YOUR ASSIGNMENT = Each line of the data must be written out again verbatim; no image belongs in the copy.

GIVEN RECORDS =

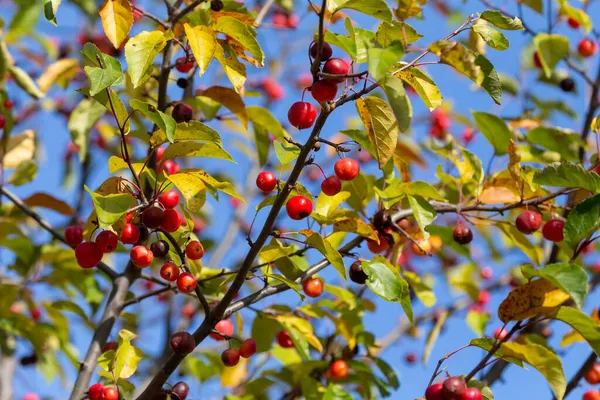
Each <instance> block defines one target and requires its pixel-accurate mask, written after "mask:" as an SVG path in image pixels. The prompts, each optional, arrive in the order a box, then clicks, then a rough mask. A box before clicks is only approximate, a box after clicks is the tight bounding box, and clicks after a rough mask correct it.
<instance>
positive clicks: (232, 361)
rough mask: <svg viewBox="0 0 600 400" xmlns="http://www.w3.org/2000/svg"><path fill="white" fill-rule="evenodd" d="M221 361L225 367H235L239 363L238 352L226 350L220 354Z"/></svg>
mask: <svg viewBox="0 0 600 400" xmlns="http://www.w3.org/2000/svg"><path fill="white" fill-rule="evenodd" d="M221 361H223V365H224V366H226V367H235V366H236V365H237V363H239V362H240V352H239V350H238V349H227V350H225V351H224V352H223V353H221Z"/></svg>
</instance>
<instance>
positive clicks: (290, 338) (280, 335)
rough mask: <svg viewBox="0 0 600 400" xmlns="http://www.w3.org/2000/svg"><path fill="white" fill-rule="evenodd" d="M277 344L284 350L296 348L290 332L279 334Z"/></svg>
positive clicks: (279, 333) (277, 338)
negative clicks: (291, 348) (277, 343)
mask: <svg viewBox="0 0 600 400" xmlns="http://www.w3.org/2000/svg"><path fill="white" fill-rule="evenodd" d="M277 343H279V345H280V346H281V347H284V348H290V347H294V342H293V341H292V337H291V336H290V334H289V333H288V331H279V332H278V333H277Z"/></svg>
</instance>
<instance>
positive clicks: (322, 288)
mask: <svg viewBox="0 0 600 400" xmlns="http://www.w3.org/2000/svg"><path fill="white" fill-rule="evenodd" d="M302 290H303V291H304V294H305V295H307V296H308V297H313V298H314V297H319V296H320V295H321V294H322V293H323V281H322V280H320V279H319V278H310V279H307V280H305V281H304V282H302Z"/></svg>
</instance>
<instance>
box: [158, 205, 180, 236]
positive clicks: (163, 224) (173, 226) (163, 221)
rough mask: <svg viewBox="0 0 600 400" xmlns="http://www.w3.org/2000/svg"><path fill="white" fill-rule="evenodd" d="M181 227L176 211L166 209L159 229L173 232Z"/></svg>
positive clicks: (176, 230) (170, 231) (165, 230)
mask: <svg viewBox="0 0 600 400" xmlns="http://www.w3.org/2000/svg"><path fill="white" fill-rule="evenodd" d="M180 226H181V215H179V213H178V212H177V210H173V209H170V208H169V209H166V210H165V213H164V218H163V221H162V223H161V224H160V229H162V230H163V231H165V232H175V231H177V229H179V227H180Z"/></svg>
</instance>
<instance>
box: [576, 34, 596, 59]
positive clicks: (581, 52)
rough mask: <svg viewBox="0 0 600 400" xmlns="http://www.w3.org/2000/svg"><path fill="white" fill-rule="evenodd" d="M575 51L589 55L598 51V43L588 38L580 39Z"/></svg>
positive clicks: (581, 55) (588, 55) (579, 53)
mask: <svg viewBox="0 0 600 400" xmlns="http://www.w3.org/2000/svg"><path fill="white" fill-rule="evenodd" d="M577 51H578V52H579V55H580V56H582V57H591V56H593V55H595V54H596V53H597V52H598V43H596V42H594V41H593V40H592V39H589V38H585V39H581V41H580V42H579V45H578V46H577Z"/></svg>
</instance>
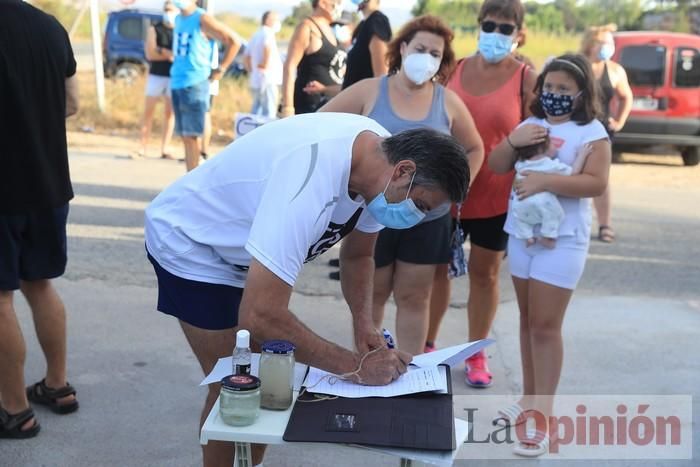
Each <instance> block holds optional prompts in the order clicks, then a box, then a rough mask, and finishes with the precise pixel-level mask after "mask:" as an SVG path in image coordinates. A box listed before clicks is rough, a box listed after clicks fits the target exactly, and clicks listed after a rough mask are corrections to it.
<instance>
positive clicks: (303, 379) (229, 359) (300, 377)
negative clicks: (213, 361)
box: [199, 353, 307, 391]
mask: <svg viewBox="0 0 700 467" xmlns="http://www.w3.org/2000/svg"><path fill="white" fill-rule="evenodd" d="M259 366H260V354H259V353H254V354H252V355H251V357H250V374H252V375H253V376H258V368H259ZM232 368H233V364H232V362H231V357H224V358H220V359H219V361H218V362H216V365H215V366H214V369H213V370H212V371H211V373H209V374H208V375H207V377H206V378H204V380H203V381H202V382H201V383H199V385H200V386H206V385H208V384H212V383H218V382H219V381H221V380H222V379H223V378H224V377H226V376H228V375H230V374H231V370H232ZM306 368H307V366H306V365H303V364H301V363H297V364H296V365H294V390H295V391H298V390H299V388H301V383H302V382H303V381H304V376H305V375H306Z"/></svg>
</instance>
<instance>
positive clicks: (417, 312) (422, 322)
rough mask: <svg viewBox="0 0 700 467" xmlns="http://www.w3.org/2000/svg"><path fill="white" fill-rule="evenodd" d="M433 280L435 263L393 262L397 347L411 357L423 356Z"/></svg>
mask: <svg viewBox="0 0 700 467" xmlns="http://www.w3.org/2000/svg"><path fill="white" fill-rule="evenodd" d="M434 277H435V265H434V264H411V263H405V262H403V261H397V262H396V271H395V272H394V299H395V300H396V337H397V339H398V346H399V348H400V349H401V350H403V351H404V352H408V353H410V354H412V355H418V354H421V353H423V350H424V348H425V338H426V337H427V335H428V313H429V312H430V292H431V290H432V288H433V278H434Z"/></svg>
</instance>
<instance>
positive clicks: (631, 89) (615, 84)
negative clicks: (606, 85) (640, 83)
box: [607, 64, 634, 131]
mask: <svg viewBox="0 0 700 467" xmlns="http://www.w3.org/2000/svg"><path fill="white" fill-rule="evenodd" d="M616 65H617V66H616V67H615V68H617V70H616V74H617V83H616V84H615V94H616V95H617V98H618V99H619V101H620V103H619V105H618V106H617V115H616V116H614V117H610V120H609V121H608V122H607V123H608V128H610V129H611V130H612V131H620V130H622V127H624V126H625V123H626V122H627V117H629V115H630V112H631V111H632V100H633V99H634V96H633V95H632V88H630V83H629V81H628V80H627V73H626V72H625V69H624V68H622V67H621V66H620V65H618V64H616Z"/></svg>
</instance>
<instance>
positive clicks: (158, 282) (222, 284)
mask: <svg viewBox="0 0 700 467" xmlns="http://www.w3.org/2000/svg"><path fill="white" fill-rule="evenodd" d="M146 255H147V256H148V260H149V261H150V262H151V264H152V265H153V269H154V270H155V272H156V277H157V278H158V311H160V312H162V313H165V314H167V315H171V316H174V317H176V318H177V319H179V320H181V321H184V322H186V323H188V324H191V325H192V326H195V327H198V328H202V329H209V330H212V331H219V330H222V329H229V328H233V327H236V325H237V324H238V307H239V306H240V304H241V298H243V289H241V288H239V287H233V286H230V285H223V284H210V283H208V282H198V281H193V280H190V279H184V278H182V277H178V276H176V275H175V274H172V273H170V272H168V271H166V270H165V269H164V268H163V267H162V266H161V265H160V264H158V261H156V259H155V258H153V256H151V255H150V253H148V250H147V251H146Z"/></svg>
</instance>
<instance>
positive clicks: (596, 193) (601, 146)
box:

OUTPUT =
Each <instance> block defines one target and requires its pixel-accurate mask, written after "mask:" as an SVG path in image pixels. The prompts, each optional, arrive in the order a box, then clicks, then a rough mask. A box before clicks is only approximate, a box after clicks is the tight bounding box, and clicks after a rough mask correct it.
<instance>
positive clicks: (232, 361)
rough mask: <svg viewBox="0 0 600 400" xmlns="http://www.w3.org/2000/svg"><path fill="white" fill-rule="evenodd" d="M221 361L225 367H235L239 363L238 352L226 350L220 354Z"/></svg>
mask: <svg viewBox="0 0 600 400" xmlns="http://www.w3.org/2000/svg"><path fill="white" fill-rule="evenodd" d="M221 361H223V365H224V366H226V367H235V366H236V365H237V363H239V362H240V352H239V350H238V349H227V350H225V351H224V352H223V353H221Z"/></svg>
</instance>
<instance>
positive clicks: (290, 338) (280, 335)
rough mask: <svg viewBox="0 0 600 400" xmlns="http://www.w3.org/2000/svg"><path fill="white" fill-rule="evenodd" d="M277 344L284 350L296 348L290 332L279 334Z"/></svg>
positive clicks: (279, 333) (277, 338)
negative clicks: (291, 348) (277, 343)
mask: <svg viewBox="0 0 600 400" xmlns="http://www.w3.org/2000/svg"><path fill="white" fill-rule="evenodd" d="M277 343H279V345H280V346H281V347H284V348H290V347H294V342H293V341H292V337H291V336H290V334H289V333H288V331H279V332H278V333H277Z"/></svg>
</instance>
<instance>
positive clicks: (322, 288)
mask: <svg viewBox="0 0 600 400" xmlns="http://www.w3.org/2000/svg"><path fill="white" fill-rule="evenodd" d="M302 290H303V291H304V294H305V295H307V296H308V297H313V298H314V297H319V296H320V295H321V294H322V293H323V281H322V280H320V279H319V278H310V279H307V280H305V281H304V282H302Z"/></svg>
</instance>
<instance>
box: [158, 205, 180, 236]
positive clicks: (163, 224) (173, 226) (163, 221)
rough mask: <svg viewBox="0 0 600 400" xmlns="http://www.w3.org/2000/svg"><path fill="white" fill-rule="evenodd" d="M181 227L176 211L166 209L159 229L173 232Z"/></svg>
positive clicks: (176, 230) (170, 231) (165, 230)
mask: <svg viewBox="0 0 600 400" xmlns="http://www.w3.org/2000/svg"><path fill="white" fill-rule="evenodd" d="M180 226H181V215H179V213H178V212H177V210H173V209H170V208H169V209H166V210H165V213H164V218H163V221H162V223H161V224H160V229H162V230H163V231H165V232H175V231H177V229H179V227H180Z"/></svg>
</instance>
<instance>
box: [576, 34, 596, 59]
positive clicks: (581, 52)
rough mask: <svg viewBox="0 0 600 400" xmlns="http://www.w3.org/2000/svg"><path fill="white" fill-rule="evenodd" d="M575 51L589 55L598 51V43L588 38L580 39Z"/></svg>
positive clicks: (581, 55) (588, 55) (579, 53)
mask: <svg viewBox="0 0 600 400" xmlns="http://www.w3.org/2000/svg"><path fill="white" fill-rule="evenodd" d="M577 51H578V52H579V55H580V56H582V57H591V56H593V55H595V54H596V53H597V52H598V43H596V42H594V41H593V40H592V39H589V38H585V39H581V41H580V42H579V45H578V46H577Z"/></svg>
</instance>
Each <instance> block holds optional prompts in the order clicks, then a box, then a rough mask, and finishes with the precise pixel-level mask after "mask:" as an SVG path in image coordinates. A box listed before clicks is rough, a box listed after clicks fits the target exactly, and clicks listed after a rough mask are corrections to it.
<instance>
positive clicks: (303, 379) (229, 359) (300, 377)
negative clicks: (213, 361)
box: [199, 353, 307, 391]
mask: <svg viewBox="0 0 700 467" xmlns="http://www.w3.org/2000/svg"><path fill="white" fill-rule="evenodd" d="M259 366H260V354H259V353H254V354H252V355H251V357H250V374H252V375H253V376H258V368H259ZM232 368H233V364H232V362H231V357H224V358H220V359H219V361H218V362H216V365H215V366H214V369H213V370H212V371H211V373H209V374H208V375H207V377H206V378H204V380H203V381H202V382H201V383H199V385H200V386H206V385H208V384H212V383H218V382H219V381H221V380H222V379H223V378H224V377H226V376H228V375H230V374H231V370H232ZM306 368H307V366H306V365H303V364H301V363H297V364H296V365H294V390H295V391H298V390H299V388H301V383H302V382H303V381H304V376H305V375H306Z"/></svg>
</instance>
<instance>
positive clicks: (417, 312) (422, 322)
rough mask: <svg viewBox="0 0 700 467" xmlns="http://www.w3.org/2000/svg"><path fill="white" fill-rule="evenodd" d="M433 280L435 263L393 262L397 347L411 357L423 356Z"/></svg>
mask: <svg viewBox="0 0 700 467" xmlns="http://www.w3.org/2000/svg"><path fill="white" fill-rule="evenodd" d="M434 277H435V265H434V264H411V263H405V262H403V261H397V262H396V271H395V272H394V299H395V300H396V337H397V339H398V346H399V348H400V349H401V350H403V351H404V352H408V353H410V354H412V355H418V354H421V353H423V350H424V348H425V338H426V337H427V335H428V313H429V312H430V292H431V290H432V288H433V278H434Z"/></svg>
</instance>
<instance>
positive clicks: (631, 89) (615, 84)
negative clicks: (606, 85) (640, 83)
box: [607, 64, 634, 131]
mask: <svg viewBox="0 0 700 467" xmlns="http://www.w3.org/2000/svg"><path fill="white" fill-rule="evenodd" d="M616 65H617V66H616V67H615V68H617V70H616V74H617V83H616V84H615V94H616V95H617V98H618V99H619V101H620V103H619V105H618V106H617V115H616V116H614V117H610V120H609V121H608V122H607V123H608V128H610V129H611V130H612V131H620V130H622V127H624V126H625V123H626V122H627V117H629V115H630V112H631V111H632V100H633V99H634V96H633V95H632V88H630V83H629V81H628V80H627V73H626V72H625V69H624V68H622V67H621V66H620V65H618V64H616Z"/></svg>
</instance>
<instance>
positive clicks: (158, 282) (222, 284)
mask: <svg viewBox="0 0 700 467" xmlns="http://www.w3.org/2000/svg"><path fill="white" fill-rule="evenodd" d="M146 255H147V256H148V260H149V261H150V262H151V264H152V265H153V269H154V270H155V272H156V277H157V278H158V311H160V312H162V313H165V314H167V315H171V316H174V317H176V318H177V319H179V320H181V321H184V322H186V323H188V324H191V325H192V326H195V327H198V328H202V329H209V330H212V331H219V330H222V329H229V328H233V327H236V325H237V324H238V307H239V306H240V304H241V298H243V289H241V288H239V287H233V286H230V285H223V284H210V283H208V282H198V281H193V280H190V279H184V278H182V277H178V276H176V275H175V274H172V273H170V272H168V271H166V270H165V269H164V268H163V267H162V266H161V265H160V264H158V261H156V259H155V258H153V256H151V255H150V253H148V250H147V251H146Z"/></svg>
</instance>
<instance>
positive clicks: (596, 193) (601, 146)
box:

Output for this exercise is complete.